START PAGE TEXT

When I would hit what I thought was rock bottom over teaching during the pandemic, I would stop and think about the people who had it worse. Even within my own profession, I pitied most the young teachers who were teaching young children, who also had young children at home. Make them a single parent, and they win Queen for the Day, Pandemic Version.
I, on the other hand, am dealing near-adults and adults, and so my trials are mostly manageable (she said, naively, as she enters her fifth week of the semester, when there’s loads of times for things to go south).
We have a new winner, though, in the sweepstakes. With Gov. Ned Lamont’s announcement this week that the state would ease mask mandates for schools and child care centers, I hereby award the title of Worst Job Ever to local Board of Education members (trumpets, please), who haven’t had it easy up to now, and will most likely have it worse in the coming weeks.
We’ve already seen idiocy in Glastonbury (over a school mascot), and in Haddam-Killingworth (masks, naturally), among other places. We’ve seen the stupid everywhere, really, so much so that some boards have sought to cut off a vital part of those meetings, public comment, simply because some people make it so that the rest of us can’t have nice things.
Connecticut has roughly 1,400 people serving on school boards, which for years were mostly quiet affairs unless someone wants to argue about a dirty book or evolution. As we dive deeper into February, let us remind ourselves that these are volunteers, they’re doing this for free, and if you feel the need to yell and punch, join a gym or buy a bag. School board members are not your enemy. They may be every bit as frustrated as you are over mandates/leadership/science. Treat them with care.
Thanks for this. All my family are, or have been, public school teachers. We all grew up with supper conversations being about schools, administrators, teachers, Boards of Ed, and acting out parents. You are good to point out that these folks are volunteers. I cannot wait for this mask conversation (and the need for masks) to be FAR behind us. I am world weary.
Goes along with the cultural environment in which what the GOP is advertising as their excellence, their quid-pro-quo, their attractiveness to voters, is not a vision for the nation and world with policy to work toward it, but (destructive) power.
My God, I'm depressed. But enduring. And kicking.

END PAGE TEXT
START MATERIAL SHOWN

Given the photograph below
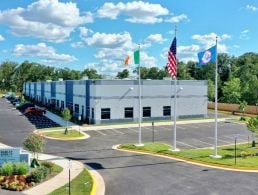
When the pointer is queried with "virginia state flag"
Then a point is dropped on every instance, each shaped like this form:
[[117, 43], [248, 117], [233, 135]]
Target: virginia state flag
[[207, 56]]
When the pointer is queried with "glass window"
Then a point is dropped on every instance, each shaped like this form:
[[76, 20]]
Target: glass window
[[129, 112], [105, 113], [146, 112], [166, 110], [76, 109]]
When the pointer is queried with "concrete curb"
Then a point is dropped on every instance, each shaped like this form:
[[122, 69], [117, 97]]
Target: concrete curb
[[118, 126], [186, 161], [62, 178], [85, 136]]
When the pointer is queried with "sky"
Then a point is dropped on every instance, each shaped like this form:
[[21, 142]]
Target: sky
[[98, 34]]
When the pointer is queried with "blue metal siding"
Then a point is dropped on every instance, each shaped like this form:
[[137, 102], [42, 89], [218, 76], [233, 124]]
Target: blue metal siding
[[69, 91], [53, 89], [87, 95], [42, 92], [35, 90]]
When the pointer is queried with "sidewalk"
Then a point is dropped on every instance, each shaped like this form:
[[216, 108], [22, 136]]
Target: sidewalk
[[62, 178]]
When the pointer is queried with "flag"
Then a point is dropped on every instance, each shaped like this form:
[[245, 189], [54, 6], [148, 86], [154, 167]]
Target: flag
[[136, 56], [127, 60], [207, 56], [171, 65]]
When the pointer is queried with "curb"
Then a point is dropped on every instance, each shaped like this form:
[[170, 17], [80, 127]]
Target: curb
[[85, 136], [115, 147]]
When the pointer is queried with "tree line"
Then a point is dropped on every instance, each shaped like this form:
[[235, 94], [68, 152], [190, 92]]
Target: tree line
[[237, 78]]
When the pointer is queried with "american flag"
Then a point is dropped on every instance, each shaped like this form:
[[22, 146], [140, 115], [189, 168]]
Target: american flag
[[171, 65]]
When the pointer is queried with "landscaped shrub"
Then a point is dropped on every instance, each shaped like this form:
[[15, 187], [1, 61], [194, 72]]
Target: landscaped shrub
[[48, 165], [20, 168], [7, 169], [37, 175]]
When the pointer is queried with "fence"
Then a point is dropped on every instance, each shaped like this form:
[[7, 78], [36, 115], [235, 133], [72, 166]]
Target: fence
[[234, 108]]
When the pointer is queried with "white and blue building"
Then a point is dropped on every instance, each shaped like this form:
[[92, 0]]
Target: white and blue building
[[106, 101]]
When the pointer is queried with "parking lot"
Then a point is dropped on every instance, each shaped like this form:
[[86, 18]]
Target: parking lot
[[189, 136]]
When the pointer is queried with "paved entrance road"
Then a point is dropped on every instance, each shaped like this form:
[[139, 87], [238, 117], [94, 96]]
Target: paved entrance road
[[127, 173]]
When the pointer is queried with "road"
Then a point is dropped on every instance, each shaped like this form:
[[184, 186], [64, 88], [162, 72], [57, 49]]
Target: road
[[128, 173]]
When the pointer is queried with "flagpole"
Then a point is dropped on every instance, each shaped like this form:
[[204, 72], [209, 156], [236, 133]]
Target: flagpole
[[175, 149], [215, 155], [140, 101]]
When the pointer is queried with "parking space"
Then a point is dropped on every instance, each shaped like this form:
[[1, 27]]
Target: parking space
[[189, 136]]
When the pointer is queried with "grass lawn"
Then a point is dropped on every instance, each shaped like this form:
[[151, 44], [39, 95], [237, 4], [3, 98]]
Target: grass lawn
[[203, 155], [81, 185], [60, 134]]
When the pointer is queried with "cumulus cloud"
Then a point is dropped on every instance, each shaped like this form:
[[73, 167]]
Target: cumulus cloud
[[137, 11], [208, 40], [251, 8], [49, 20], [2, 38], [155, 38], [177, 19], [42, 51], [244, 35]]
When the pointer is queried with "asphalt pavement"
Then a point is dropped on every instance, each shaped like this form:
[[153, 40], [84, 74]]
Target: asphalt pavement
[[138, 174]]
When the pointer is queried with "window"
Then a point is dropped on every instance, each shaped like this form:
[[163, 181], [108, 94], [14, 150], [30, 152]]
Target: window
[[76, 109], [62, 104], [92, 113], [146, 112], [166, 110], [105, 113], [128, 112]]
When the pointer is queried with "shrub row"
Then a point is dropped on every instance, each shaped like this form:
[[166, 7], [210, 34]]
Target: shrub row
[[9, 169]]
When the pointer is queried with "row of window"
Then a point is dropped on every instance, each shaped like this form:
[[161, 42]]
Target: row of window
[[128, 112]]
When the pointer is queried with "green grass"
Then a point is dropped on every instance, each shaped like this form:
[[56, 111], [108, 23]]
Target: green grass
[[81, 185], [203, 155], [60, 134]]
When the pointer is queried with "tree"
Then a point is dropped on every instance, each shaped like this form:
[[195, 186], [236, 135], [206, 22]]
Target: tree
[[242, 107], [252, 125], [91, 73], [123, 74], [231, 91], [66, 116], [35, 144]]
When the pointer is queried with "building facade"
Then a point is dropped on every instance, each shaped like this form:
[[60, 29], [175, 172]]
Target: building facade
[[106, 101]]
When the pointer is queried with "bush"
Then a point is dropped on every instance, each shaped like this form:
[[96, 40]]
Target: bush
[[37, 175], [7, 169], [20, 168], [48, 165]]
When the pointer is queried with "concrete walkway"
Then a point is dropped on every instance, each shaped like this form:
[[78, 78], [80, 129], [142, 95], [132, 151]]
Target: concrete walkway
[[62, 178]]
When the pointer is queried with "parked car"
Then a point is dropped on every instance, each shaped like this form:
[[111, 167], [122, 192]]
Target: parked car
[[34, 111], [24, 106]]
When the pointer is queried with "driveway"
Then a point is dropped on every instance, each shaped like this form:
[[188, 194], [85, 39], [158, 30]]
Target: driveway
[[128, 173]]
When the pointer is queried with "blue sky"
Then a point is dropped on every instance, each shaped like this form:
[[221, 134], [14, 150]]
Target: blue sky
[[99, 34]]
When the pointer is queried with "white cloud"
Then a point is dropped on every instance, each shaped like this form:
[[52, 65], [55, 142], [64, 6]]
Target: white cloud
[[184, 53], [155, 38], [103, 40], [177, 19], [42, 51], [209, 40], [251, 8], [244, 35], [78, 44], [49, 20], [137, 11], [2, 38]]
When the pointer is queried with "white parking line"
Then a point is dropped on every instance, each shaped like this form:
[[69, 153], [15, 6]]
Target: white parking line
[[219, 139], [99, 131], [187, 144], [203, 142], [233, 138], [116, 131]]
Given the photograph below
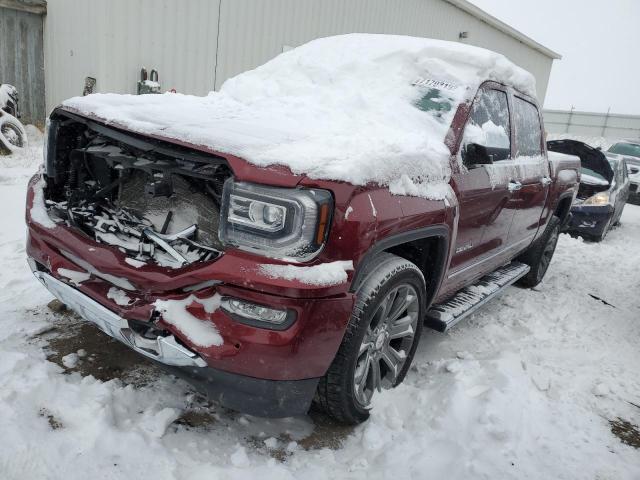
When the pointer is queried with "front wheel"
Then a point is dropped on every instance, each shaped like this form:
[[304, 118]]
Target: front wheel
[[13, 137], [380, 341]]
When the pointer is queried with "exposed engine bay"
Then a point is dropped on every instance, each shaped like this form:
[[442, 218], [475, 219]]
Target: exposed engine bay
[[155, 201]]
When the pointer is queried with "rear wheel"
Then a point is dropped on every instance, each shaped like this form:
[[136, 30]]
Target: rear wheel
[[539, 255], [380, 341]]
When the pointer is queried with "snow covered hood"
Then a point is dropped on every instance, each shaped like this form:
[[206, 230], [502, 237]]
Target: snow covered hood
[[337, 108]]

END MATERIAL SHOWN
START MATERIAL SHOWN

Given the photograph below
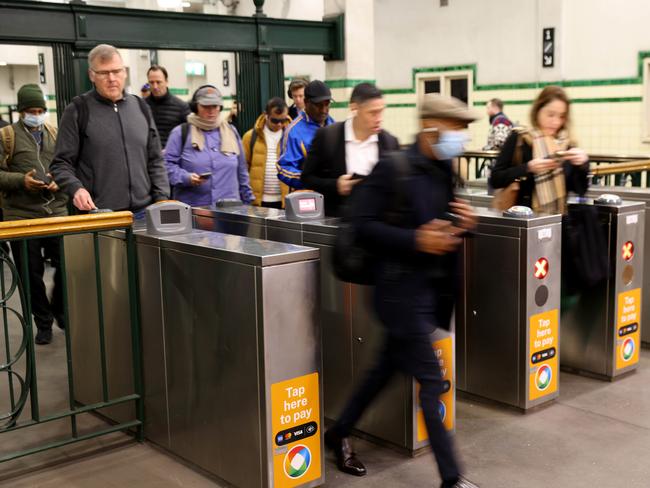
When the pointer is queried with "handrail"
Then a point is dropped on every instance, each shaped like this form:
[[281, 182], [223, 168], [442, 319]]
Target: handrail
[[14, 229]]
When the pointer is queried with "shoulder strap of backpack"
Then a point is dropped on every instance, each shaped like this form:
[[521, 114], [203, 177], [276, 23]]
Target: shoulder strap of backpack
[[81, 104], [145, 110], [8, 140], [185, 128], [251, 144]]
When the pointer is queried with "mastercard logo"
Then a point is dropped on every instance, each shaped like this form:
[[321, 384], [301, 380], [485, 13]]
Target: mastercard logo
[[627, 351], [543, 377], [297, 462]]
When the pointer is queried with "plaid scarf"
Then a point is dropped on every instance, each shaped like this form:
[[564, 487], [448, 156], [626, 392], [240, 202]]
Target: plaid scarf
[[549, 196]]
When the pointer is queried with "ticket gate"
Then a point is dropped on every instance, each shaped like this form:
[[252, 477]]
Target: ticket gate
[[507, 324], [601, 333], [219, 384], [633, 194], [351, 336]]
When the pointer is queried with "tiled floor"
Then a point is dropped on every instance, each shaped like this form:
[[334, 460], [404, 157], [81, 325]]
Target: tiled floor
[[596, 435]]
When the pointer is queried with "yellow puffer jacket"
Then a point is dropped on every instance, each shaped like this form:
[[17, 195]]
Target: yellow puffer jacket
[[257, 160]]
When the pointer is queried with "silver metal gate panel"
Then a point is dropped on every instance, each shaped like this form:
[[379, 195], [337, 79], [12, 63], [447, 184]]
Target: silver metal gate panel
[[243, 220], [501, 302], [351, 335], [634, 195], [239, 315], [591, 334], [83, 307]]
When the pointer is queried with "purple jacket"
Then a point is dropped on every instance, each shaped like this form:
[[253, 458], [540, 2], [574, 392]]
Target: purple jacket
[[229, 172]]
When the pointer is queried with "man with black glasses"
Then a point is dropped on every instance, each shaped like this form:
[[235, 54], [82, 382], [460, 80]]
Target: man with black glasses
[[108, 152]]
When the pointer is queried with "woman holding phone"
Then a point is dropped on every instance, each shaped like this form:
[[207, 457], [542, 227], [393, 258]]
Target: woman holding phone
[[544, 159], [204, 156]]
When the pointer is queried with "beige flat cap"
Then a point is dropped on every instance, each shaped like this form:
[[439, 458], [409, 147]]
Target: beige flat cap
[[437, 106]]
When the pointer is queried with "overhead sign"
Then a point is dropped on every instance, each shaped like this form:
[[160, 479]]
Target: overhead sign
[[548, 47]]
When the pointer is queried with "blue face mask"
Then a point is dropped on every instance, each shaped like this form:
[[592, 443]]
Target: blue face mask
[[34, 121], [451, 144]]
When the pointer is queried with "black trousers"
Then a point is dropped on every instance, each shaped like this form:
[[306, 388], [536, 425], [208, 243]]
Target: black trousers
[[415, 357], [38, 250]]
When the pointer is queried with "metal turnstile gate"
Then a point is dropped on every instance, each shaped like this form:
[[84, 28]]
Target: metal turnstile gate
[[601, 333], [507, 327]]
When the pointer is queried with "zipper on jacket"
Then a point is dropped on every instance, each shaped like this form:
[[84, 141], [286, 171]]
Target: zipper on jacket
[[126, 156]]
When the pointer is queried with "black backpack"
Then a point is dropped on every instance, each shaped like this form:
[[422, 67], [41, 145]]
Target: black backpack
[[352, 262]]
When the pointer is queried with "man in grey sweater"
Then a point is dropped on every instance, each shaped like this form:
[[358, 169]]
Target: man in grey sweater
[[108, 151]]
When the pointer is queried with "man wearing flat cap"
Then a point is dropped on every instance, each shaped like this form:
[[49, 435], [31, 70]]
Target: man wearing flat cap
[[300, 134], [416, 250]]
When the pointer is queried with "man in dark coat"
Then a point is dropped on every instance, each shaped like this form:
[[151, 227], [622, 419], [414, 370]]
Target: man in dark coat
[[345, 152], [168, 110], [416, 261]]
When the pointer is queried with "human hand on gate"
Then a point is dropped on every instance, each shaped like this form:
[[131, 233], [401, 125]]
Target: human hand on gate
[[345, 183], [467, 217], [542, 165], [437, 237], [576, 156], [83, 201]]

END MATERIAL SHOWN

TASKS TO CARRY OUT:
[a] Reproduce the passage in the school board column starting at "When I would" and ending at "to go south).".
[b] According to the school board column, about how many people serve on school boards in Connecticut?
Nothing in the lines is needed for this work.

RESULTS IN ORDER:
[a]
When I would hit what I thought was rock bottom over teaching during the pandemic, I would stop and think about the people who had it worse. Even within my own profession, I pitied most the young teachers who were teaching young children, who also had young children at home. Make them a single parent, and they win Queen for the Day, Pandemic Version.
I, on the other hand, am dealing near-adults and adults, and so my trials are mostly manageable (she said, naively, as she enters her fifth week of the semester, when there’s loads of times for things to go south).

[b] Roughly 1,400 people.